(PROBLEM TO SOLVE) Whenever a line contains "child", include it in the count; reply with the number of such lines in the data and nothing else.
-=-=-
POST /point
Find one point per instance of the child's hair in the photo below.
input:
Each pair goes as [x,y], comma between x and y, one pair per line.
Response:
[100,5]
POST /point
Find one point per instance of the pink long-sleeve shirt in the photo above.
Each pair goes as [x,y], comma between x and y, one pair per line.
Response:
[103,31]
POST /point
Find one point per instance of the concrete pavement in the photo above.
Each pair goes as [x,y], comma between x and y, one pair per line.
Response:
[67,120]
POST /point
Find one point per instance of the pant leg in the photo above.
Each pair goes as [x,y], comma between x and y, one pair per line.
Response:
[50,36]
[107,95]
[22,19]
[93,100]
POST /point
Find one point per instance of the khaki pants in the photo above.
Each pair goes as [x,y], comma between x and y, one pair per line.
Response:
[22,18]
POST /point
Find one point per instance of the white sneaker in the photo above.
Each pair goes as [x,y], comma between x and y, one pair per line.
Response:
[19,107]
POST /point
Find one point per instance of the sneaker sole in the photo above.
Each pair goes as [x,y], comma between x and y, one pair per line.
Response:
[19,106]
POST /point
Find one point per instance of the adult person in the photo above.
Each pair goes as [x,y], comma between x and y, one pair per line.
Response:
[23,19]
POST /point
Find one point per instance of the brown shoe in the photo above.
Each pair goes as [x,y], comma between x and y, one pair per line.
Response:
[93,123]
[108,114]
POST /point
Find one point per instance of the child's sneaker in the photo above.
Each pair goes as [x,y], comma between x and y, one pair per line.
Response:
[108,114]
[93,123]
-=-=-
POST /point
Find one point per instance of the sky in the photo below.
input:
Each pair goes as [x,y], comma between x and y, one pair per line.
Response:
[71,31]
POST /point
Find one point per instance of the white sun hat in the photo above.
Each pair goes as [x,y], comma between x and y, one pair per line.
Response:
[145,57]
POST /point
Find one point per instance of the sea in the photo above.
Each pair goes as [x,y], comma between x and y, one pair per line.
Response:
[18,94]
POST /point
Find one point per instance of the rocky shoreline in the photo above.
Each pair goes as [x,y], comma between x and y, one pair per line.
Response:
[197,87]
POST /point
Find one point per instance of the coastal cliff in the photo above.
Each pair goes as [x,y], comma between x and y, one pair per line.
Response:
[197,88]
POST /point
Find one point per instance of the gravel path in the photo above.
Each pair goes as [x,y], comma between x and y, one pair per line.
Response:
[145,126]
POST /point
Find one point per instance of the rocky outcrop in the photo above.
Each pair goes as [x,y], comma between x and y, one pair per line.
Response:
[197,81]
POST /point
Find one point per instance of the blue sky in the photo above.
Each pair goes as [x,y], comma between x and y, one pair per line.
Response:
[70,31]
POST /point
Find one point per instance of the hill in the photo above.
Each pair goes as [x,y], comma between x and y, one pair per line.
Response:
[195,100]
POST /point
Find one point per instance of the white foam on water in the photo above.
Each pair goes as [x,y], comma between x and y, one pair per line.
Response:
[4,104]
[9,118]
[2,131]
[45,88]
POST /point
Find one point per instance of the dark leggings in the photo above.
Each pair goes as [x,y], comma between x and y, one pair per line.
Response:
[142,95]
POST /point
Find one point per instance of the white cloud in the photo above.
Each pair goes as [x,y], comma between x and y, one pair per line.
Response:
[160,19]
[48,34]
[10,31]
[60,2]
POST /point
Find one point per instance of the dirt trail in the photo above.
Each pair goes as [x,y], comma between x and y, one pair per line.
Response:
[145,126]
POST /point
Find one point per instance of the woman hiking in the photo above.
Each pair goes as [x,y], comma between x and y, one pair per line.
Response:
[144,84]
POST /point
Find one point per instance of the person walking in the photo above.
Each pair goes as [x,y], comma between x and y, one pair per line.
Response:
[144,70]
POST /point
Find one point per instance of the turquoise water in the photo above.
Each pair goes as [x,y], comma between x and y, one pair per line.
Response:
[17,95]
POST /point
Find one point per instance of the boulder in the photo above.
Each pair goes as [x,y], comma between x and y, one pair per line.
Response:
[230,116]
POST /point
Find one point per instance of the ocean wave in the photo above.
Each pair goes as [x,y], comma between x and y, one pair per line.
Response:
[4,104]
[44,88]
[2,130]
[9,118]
-=-=-
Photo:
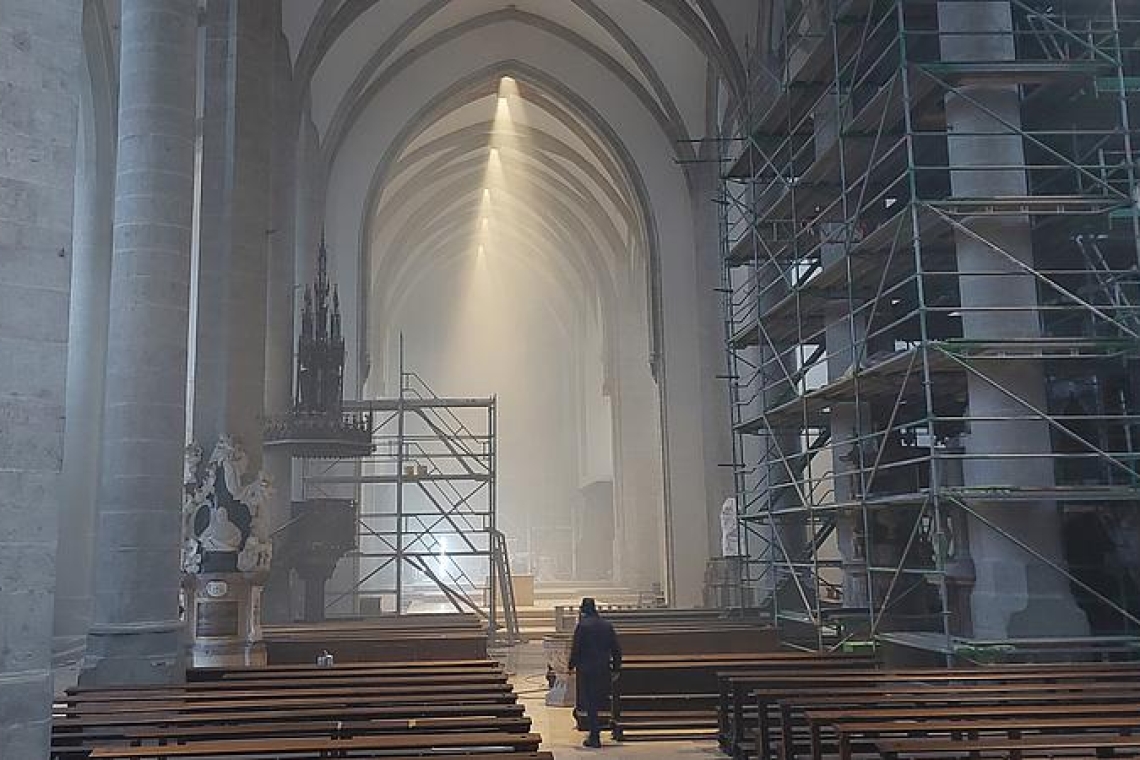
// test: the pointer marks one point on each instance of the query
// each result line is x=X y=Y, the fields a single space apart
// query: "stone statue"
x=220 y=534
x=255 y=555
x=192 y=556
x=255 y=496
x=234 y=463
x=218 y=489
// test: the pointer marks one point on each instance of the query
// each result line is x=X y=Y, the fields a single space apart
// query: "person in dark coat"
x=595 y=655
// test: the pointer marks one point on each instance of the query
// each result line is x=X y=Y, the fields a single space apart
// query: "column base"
-=-=-
(OUTPUT OF THE EXERCISE) 2